Extracted data entries
────────────────────

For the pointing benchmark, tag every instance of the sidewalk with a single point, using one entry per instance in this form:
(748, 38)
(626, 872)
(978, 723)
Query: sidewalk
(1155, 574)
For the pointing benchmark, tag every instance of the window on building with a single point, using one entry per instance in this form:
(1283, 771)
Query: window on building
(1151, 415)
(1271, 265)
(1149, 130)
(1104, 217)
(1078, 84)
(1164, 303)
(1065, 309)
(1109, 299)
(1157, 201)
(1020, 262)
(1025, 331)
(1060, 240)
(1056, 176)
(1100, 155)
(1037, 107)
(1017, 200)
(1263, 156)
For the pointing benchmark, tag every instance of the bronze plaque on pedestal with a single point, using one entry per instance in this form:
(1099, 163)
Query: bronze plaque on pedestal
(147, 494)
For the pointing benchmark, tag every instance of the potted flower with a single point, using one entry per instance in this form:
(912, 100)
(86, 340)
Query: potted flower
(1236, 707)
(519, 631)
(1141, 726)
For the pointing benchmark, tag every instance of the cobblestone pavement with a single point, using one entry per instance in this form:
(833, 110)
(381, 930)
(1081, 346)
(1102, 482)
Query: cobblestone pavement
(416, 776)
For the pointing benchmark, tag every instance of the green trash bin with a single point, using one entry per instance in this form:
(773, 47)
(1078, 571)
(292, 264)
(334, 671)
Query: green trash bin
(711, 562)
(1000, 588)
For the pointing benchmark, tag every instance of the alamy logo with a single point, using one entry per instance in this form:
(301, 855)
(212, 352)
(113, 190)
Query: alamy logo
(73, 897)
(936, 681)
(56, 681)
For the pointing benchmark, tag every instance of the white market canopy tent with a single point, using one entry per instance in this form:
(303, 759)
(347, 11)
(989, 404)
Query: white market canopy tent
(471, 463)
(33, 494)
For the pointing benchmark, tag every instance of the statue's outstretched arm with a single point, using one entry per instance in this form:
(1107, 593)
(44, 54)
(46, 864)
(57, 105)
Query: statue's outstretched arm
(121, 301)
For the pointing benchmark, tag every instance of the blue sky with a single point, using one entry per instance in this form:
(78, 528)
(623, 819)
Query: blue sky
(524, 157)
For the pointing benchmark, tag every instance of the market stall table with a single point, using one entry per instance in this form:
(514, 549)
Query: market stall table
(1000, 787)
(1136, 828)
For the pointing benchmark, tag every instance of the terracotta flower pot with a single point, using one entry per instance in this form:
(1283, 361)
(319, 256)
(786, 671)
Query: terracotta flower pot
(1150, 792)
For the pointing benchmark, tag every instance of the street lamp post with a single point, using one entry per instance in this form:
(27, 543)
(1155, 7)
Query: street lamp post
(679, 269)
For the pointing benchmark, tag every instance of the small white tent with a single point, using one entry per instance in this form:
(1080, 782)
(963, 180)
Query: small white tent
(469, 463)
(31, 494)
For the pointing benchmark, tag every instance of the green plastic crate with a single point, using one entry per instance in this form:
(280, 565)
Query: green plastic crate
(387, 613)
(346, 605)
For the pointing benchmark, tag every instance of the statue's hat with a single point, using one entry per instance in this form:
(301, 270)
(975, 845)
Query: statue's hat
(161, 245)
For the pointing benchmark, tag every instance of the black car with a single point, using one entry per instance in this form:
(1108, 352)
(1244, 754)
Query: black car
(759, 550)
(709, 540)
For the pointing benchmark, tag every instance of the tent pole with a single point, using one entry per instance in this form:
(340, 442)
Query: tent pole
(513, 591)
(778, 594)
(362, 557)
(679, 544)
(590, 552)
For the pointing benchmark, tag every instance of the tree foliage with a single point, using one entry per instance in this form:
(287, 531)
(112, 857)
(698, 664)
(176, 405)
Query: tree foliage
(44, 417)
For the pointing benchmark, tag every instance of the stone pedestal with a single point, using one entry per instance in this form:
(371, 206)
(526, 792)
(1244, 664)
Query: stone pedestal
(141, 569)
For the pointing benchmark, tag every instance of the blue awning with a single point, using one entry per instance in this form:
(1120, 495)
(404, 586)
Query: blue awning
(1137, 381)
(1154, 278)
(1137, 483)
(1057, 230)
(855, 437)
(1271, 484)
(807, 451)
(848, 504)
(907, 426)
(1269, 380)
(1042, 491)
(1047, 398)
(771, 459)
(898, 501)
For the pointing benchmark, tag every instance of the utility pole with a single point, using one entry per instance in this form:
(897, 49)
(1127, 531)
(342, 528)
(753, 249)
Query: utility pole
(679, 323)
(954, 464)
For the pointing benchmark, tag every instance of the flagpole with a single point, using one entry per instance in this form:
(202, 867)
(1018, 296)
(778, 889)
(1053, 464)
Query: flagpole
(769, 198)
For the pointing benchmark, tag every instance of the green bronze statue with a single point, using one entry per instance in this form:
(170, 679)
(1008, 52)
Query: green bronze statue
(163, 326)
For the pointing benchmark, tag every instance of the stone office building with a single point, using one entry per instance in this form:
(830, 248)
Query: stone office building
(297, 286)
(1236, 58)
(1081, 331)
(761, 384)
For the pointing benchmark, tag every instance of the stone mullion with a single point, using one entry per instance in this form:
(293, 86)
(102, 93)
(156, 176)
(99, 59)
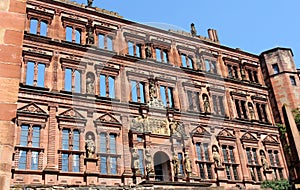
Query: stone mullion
(138, 91)
(107, 85)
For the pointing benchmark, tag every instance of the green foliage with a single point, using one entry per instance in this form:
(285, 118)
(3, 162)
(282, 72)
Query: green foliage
(296, 114)
(276, 185)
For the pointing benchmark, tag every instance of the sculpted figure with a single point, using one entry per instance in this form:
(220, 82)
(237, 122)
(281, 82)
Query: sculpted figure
(206, 104)
(188, 165)
(90, 147)
(148, 161)
(216, 157)
(175, 162)
(89, 85)
(135, 159)
(148, 52)
(264, 162)
(193, 30)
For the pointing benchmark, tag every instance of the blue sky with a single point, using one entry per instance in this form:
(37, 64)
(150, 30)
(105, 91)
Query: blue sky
(254, 26)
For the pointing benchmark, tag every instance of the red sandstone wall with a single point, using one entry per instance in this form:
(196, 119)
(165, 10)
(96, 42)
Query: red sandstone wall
(12, 14)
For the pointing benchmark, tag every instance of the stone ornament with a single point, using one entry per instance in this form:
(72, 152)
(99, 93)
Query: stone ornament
(135, 159)
(216, 157)
(90, 145)
(188, 165)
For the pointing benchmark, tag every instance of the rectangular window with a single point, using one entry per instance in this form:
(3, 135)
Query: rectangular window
(111, 87)
(141, 158)
(113, 165)
(198, 150)
(30, 73)
(65, 162)
(76, 140)
(22, 160)
(275, 68)
(65, 139)
(24, 135)
(36, 136)
(224, 151)
(103, 166)
(41, 75)
(75, 163)
(293, 81)
(112, 143)
(68, 79)
(102, 143)
(201, 168)
(77, 81)
(34, 160)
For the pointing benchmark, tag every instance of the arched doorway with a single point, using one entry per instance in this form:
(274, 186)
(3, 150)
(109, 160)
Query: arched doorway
(162, 167)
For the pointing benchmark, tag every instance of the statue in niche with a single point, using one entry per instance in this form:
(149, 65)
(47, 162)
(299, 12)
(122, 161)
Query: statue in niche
(148, 52)
(90, 3)
(216, 157)
(175, 162)
(193, 30)
(251, 111)
(90, 146)
(90, 83)
(135, 159)
(90, 40)
(152, 89)
(264, 161)
(148, 161)
(188, 165)
(206, 104)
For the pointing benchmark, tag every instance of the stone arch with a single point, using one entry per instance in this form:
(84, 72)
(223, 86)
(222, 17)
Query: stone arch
(162, 166)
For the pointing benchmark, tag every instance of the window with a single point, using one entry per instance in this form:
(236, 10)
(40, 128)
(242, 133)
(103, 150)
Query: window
(31, 78)
(166, 95)
(186, 61)
(108, 149)
(161, 55)
(107, 86)
(73, 34)
(69, 80)
(230, 162)
(70, 143)
(193, 99)
(39, 27)
(293, 81)
(241, 109)
(134, 49)
(275, 68)
(30, 138)
(218, 105)
(253, 164)
(210, 66)
(137, 91)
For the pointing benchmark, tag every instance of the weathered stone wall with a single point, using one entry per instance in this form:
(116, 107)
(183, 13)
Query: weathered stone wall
(12, 14)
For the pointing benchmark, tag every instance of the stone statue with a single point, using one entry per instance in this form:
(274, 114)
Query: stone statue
(152, 89)
(135, 159)
(175, 162)
(251, 111)
(193, 30)
(148, 52)
(264, 162)
(188, 165)
(90, 3)
(90, 147)
(90, 40)
(216, 157)
(148, 162)
(89, 85)
(206, 104)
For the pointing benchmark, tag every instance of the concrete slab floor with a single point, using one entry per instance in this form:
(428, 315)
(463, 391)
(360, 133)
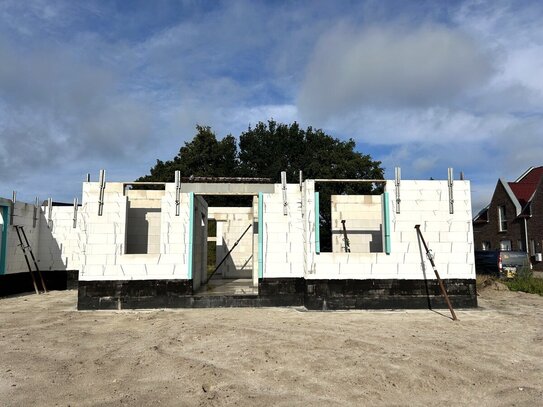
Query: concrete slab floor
(223, 286)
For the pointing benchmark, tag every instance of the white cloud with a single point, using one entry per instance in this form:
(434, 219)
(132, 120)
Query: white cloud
(389, 66)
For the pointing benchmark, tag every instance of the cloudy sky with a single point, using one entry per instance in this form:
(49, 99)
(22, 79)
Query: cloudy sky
(425, 86)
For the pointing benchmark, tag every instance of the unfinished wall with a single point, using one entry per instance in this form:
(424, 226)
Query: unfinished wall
(231, 223)
(59, 242)
(422, 202)
(143, 221)
(199, 242)
(363, 216)
(283, 240)
(23, 215)
(104, 238)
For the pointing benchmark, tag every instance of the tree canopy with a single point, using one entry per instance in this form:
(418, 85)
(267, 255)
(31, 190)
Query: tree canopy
(265, 151)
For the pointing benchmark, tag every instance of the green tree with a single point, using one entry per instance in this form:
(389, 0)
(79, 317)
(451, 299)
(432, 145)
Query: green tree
(203, 156)
(269, 148)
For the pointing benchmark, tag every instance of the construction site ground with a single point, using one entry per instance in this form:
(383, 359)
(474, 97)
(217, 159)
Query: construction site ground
(54, 355)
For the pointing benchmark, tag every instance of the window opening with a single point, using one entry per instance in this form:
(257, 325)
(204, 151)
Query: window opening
(502, 218)
(143, 219)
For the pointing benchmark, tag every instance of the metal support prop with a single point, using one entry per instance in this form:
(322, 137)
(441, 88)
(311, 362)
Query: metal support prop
(102, 181)
(35, 217)
(317, 225)
(75, 213)
(284, 188)
(441, 285)
(229, 251)
(49, 212)
(177, 192)
(345, 238)
(25, 245)
(450, 176)
(397, 176)
(12, 207)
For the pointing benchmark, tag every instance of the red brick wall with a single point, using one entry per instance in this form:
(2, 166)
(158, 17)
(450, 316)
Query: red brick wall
(489, 231)
(535, 224)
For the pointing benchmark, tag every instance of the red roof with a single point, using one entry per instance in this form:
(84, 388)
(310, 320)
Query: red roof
(524, 187)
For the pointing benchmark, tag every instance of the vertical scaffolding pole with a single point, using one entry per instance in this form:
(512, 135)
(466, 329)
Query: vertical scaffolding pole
(450, 181)
(177, 192)
(102, 181)
(49, 212)
(36, 208)
(12, 207)
(284, 188)
(397, 176)
(75, 213)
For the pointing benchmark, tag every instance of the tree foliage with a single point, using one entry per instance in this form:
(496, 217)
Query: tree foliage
(265, 151)
(203, 156)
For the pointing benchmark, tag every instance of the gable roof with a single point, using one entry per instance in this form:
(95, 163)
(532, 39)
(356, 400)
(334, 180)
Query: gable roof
(524, 187)
(512, 196)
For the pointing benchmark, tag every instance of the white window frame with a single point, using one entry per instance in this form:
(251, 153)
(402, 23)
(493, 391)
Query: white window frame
(502, 218)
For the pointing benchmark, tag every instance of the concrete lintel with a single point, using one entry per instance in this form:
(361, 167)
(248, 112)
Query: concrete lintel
(201, 188)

────────────────────

Given request
Begin at the line containing "For the pointing benchmark, tag every instance of the gable" and reproduce each line through the end of the records above.

Output of the exercise
For the pointing benchmark, tag every instance of the gable roof with a single point, using one entry per instance in this form:
(95, 163)
(532, 39)
(356, 400)
(334, 180)
Query: gable roof
(524, 187)
(512, 196)
For the pointing benchmark, tag every instance of the white window frame with a single point, using one entry per instance in this form:
(251, 153)
(402, 23)
(493, 391)
Query: white window frame
(502, 218)
For the pointing benchmark, tag every instance of the concrete lintel with a single point, using one entry per instance in this form:
(361, 167)
(248, 112)
Query: concrete lintel
(201, 188)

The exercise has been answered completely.